WRITTEN REQUEST —
Can you retype, word for word, the records below from the line that contains "Localize any bush" through the end of the records, including both the first and last lines?

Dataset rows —
** begin **

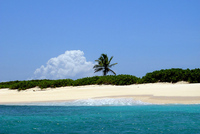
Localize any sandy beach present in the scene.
[0,83,200,104]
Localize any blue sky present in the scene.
[0,0,200,81]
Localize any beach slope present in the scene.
[0,83,200,104]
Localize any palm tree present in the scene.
[93,54,117,76]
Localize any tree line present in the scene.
[0,68,200,91]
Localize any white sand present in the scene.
[0,83,200,104]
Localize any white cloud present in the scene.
[34,50,94,79]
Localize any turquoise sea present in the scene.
[0,99,200,134]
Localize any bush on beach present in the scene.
[0,68,200,91]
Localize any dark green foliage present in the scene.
[141,68,200,83]
[0,68,200,91]
[97,75,139,85]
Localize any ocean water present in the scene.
[0,99,200,134]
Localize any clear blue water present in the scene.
[0,100,200,134]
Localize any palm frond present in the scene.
[109,69,116,75]
[108,63,118,67]
[94,68,103,73]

** end **

IN RESPONSE —
Localize any bush on beach present in the scene.
[0,68,200,91]
Localize any dark green foliage present in the scene.
[141,68,200,83]
[0,68,200,91]
[97,75,139,85]
Localize any ocean water present in the scene.
[0,99,200,134]
Localize any clear blue water present in the scene.
[0,100,200,134]
Localize any palm frond present in the scene.
[109,69,116,75]
[108,63,118,67]
[94,68,103,73]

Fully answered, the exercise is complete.